* _Directions for this task_
Copy the listing from the line containing "Provide an outline for every instance of the <item>bush</item>." down through the line containing "191), (134, 192)]]", swapping "Provide" for "Draw" and leaving all else unchanged.

══ Excerpted data

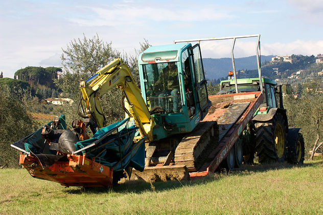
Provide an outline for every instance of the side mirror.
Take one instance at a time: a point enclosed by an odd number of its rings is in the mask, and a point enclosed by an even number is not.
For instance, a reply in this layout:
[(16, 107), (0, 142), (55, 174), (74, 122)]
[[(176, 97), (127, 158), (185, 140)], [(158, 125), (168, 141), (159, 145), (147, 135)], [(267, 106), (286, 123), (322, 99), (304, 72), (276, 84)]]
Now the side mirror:
[(287, 95), (291, 94), (292, 87), (290, 84), (283, 84), (282, 85), (283, 93)]

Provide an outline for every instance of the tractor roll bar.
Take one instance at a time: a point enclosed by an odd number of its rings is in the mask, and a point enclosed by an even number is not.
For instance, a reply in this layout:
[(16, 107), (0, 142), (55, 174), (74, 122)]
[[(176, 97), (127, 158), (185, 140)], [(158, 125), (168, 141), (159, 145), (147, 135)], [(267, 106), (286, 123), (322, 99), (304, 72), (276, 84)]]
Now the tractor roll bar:
[(231, 48), (231, 58), (232, 59), (232, 67), (233, 68), (233, 74), (235, 78), (235, 85), (236, 85), (236, 93), (239, 93), (238, 91), (238, 84), (237, 83), (237, 77), (236, 77), (236, 65), (235, 64), (235, 57), (234, 55), (234, 49), (235, 48), (235, 44), (236, 43), (236, 39), (240, 39), (243, 38), (249, 38), (249, 37), (258, 37), (257, 41), (257, 46), (256, 48), (256, 53), (257, 61), (257, 67), (258, 70), (258, 75), (259, 76), (259, 85), (260, 86), (260, 90), (262, 93), (263, 93), (263, 89), (262, 85), (262, 81), (261, 80), (261, 63), (260, 62), (260, 34), (252, 34), (250, 35), (242, 35), (242, 36), (229, 36), (224, 37), (215, 37), (215, 38), (198, 38), (193, 39), (184, 39), (184, 40), (174, 40), (174, 43), (176, 44), (177, 42), (198, 42), (199, 44), (201, 41), (210, 41), (210, 40), (221, 40), (223, 39), (233, 39), (232, 47)]

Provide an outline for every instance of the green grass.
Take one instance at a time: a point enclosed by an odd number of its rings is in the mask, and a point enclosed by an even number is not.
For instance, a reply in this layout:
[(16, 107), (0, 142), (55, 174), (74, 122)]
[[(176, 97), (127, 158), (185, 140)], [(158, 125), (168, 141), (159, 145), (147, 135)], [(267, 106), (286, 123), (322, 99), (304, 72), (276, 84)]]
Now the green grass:
[(323, 162), (246, 165), (193, 181), (65, 188), (24, 169), (0, 169), (0, 213), (322, 213)]

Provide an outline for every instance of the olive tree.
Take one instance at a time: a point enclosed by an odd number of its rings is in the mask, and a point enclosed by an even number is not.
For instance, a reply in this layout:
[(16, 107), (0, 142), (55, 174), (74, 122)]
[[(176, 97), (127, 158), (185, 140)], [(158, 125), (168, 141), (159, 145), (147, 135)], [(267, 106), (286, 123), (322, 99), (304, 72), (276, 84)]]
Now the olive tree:
[[(116, 58), (121, 57), (130, 69), (138, 83), (137, 56), (140, 52), (150, 45), (146, 40), (140, 44), (140, 51), (135, 50), (134, 56), (114, 49), (112, 43), (104, 42), (97, 34), (91, 38), (83, 35), (82, 38), (74, 39), (62, 49), (61, 56), (63, 76), (56, 82), (63, 92), (63, 96), (72, 98), (75, 102), (64, 107), (64, 113), (68, 120), (79, 118), (76, 112), (76, 104), (80, 99), (79, 83), (94, 75)], [(116, 88), (103, 95), (100, 102), (108, 122), (112, 123), (124, 117), (124, 111), (120, 104), (122, 93)]]
[(0, 87), (0, 168), (18, 166), (19, 152), (10, 144), (34, 131), (24, 102), (13, 96), (7, 87)]

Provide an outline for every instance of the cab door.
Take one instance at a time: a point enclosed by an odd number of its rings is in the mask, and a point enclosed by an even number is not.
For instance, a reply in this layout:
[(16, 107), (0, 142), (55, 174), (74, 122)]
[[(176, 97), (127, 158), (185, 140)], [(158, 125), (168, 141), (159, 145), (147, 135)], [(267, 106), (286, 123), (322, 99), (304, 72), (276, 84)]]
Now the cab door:
[(201, 111), (202, 120), (206, 115), (211, 102), (209, 100), (206, 90), (206, 80), (203, 68), (203, 62), (201, 56), (201, 50), (199, 44), (196, 44), (192, 48), (193, 63), (195, 79), (195, 86), (197, 90), (198, 103)]

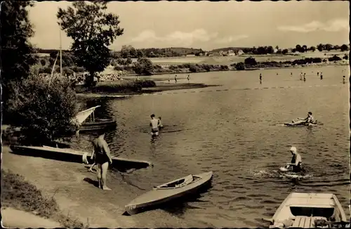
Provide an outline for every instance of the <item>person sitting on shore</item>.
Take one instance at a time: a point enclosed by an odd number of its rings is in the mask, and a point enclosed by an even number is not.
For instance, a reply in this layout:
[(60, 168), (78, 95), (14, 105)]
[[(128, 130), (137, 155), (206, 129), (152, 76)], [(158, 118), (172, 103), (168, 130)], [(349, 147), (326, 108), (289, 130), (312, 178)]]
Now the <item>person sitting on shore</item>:
[(293, 157), (291, 158), (291, 162), (286, 164), (286, 168), (291, 168), (293, 173), (299, 173), (302, 171), (301, 155), (297, 152), (296, 148), (293, 146), (290, 148), (290, 152), (291, 152)]
[(157, 136), (159, 134), (159, 127), (158, 127), (159, 120), (157, 119), (155, 119), (155, 116), (154, 114), (151, 115), (150, 117), (151, 117), (151, 120), (150, 120), (151, 134), (152, 136), (154, 135)]
[(162, 122), (161, 121), (161, 117), (159, 117), (159, 123), (157, 124), (157, 127), (159, 127), (159, 129), (163, 129), (164, 128), (164, 125), (162, 124)]
[(298, 121), (293, 121), (293, 123), (295, 124), (307, 124), (307, 123), (314, 123), (314, 118), (313, 116), (312, 116), (312, 112), (308, 112), (307, 113), (307, 117), (305, 119), (302, 118), (298, 118), (299, 119)]
[(99, 182), (99, 188), (104, 190), (110, 190), (107, 185), (107, 169), (110, 164), (112, 164), (112, 157), (110, 152), (107, 143), (105, 140), (105, 133), (107, 129), (103, 129), (98, 132), (98, 137), (93, 141), (93, 154), (95, 154), (95, 163), (98, 165), (97, 176)]

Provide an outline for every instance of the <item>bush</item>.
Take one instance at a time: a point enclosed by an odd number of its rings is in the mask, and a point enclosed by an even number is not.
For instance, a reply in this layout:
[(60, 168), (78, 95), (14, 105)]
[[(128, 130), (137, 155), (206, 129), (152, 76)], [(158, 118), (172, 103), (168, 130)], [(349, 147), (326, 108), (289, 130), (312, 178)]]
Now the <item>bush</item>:
[(235, 65), (235, 69), (237, 70), (245, 70), (245, 64), (242, 62), (239, 62), (237, 65)]
[[(21, 127), (20, 141), (41, 145), (72, 135), (75, 94), (66, 78), (51, 79), (30, 76), (15, 85), (10, 100), (11, 112)], [(30, 91), (30, 96), (28, 92)]]

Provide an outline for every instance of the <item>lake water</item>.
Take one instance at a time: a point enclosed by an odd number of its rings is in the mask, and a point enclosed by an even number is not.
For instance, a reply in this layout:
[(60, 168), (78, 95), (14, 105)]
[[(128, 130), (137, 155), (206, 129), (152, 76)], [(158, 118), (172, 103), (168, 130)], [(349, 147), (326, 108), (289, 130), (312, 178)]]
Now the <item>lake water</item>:
[[(323, 80), (317, 76), (321, 71)], [(306, 73), (305, 82), (299, 80), (301, 72)], [(189, 226), (201, 222), (216, 228), (257, 228), (267, 225), (261, 218), (272, 217), (293, 191), (334, 193), (350, 216), (349, 75), (348, 66), (199, 73), (190, 75), (191, 82), (223, 86), (95, 98), (81, 105), (100, 104), (96, 115), (117, 121), (117, 129), (105, 138), (114, 155), (154, 163), (152, 169), (126, 175), (140, 189), (213, 171), (213, 187), (197, 201), (168, 210)], [(186, 82), (187, 76), (178, 74), (178, 81)], [(324, 125), (276, 125), (304, 117), (307, 111)], [(152, 113), (168, 126), (154, 142), (148, 126)], [(90, 151), (91, 138), (81, 135), (79, 146)], [(277, 172), (291, 159), (291, 145), (307, 170), (298, 181)], [(136, 197), (145, 191), (134, 192)]]

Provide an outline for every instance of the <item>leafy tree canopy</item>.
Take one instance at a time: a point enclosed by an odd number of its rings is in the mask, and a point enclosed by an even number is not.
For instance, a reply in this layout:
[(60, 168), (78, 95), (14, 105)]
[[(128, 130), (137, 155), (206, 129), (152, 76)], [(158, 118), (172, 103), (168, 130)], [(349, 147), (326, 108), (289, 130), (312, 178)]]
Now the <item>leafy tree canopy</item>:
[(107, 2), (74, 1), (67, 10), (59, 8), (59, 25), (73, 39), (71, 47), (78, 66), (90, 72), (86, 82), (91, 84), (95, 72), (102, 72), (110, 63), (108, 48), (123, 34), (119, 17), (107, 13)]

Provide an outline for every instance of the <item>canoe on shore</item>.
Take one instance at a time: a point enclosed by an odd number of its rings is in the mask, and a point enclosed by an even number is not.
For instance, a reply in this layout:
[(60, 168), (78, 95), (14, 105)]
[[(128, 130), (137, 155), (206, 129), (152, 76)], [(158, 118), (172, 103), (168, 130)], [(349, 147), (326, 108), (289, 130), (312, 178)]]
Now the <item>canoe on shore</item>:
[(271, 219), (270, 228), (345, 226), (347, 218), (336, 196), (329, 193), (291, 192)]
[(130, 215), (157, 207), (166, 202), (194, 194), (211, 181), (213, 172), (187, 176), (154, 187), (154, 189), (134, 199), (125, 206)]
[[(82, 156), (86, 153), (86, 152), (74, 150), (70, 148), (59, 148), (50, 146), (11, 145), (10, 148), (13, 153), (77, 163), (82, 163)], [(90, 155), (91, 153), (88, 153), (88, 155)], [(90, 157), (88, 157), (87, 159), (89, 164), (93, 163)], [(111, 166), (118, 170), (125, 171), (129, 169), (147, 168), (152, 166), (152, 164), (146, 161), (112, 157), (112, 164)]]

════

* _Response to this task_
Draw an outline for every instance of the <item>bush</item>.
Take one instance at a time: a point enclosed by an odd number of its rings is in the mask, and a point enclosed by an even number is not.
For instance, a reply in this layout:
[(60, 168), (78, 95), (14, 105)]
[[(128, 130), (137, 155), (206, 129), (152, 76)], [(158, 118), (172, 103), (168, 130)], [(349, 147), (326, 108), (289, 130), (312, 178)]]
Now the <item>bush</item>:
[(235, 65), (235, 69), (237, 70), (245, 70), (245, 64), (242, 62), (239, 62), (237, 65)]
[[(21, 127), (20, 141), (41, 145), (72, 135), (75, 94), (66, 78), (51, 79), (30, 76), (15, 85), (10, 100), (11, 112)], [(30, 91), (30, 96), (28, 92)]]

Draw an outline for every instance of the <item>lake water</item>.
Take one instance at a time: a point enclosed by an odd number of its rings is in the mask, and a point enclosed by an even number is not.
For instance, a reply in this layout:
[(60, 168), (78, 95), (14, 105)]
[[(128, 130), (137, 155), (206, 129), (152, 76)], [(158, 118), (172, 103), (168, 130)], [(349, 147), (326, 108), (289, 130), (312, 178)]]
Now the <item>lake water</item>:
[[(323, 80), (317, 76), (321, 71)], [(306, 73), (305, 82), (299, 80), (301, 72)], [(189, 226), (201, 222), (216, 228), (257, 228), (267, 225), (261, 218), (272, 217), (293, 191), (334, 193), (350, 216), (349, 75), (348, 66), (199, 73), (190, 75), (191, 82), (223, 86), (95, 98), (81, 105), (100, 104), (96, 115), (117, 121), (117, 129), (105, 138), (114, 155), (154, 163), (152, 169), (126, 175), (140, 189), (213, 171), (213, 187), (197, 201), (168, 210)], [(186, 82), (187, 76), (178, 74), (178, 81)], [(324, 125), (276, 125), (304, 117), (307, 111)], [(152, 113), (168, 126), (154, 142), (148, 126)], [(90, 151), (91, 138), (81, 135), (79, 146)], [(277, 172), (291, 159), (291, 145), (307, 170), (298, 181)], [(136, 197), (145, 191), (134, 192)]]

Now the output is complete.